## Object pointing dataset rows:
------------------------
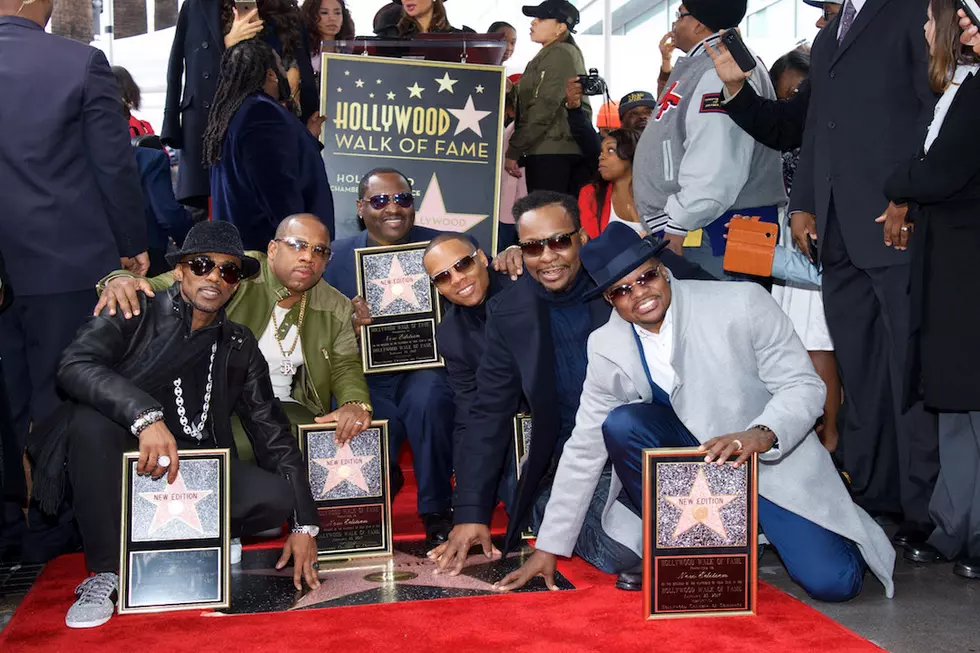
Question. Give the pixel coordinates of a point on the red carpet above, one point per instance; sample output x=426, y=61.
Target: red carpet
x=595, y=617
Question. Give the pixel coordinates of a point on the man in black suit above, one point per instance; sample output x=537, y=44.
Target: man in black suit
x=869, y=105
x=72, y=205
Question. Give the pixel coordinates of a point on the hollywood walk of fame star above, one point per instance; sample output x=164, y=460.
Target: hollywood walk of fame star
x=344, y=466
x=432, y=212
x=469, y=118
x=700, y=506
x=446, y=83
x=175, y=502
x=398, y=285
------------------------
## AIM OF THE EXERCISE:
Could you print, word for word, the lines of the records starting at the line that contains "Question. Give the pixel coordinates of a point on the hollywood" and ending with the last line of the records?

## SOLUTION FOR THIS PROBLEM:
Question. Give the pixel coordinates of a point on the hollywood walk of fame star above, one point per instance; sample output x=164, y=460.
Target: hollywood walk of fame star
x=344, y=466
x=432, y=212
x=469, y=118
x=700, y=506
x=446, y=83
x=175, y=502
x=398, y=285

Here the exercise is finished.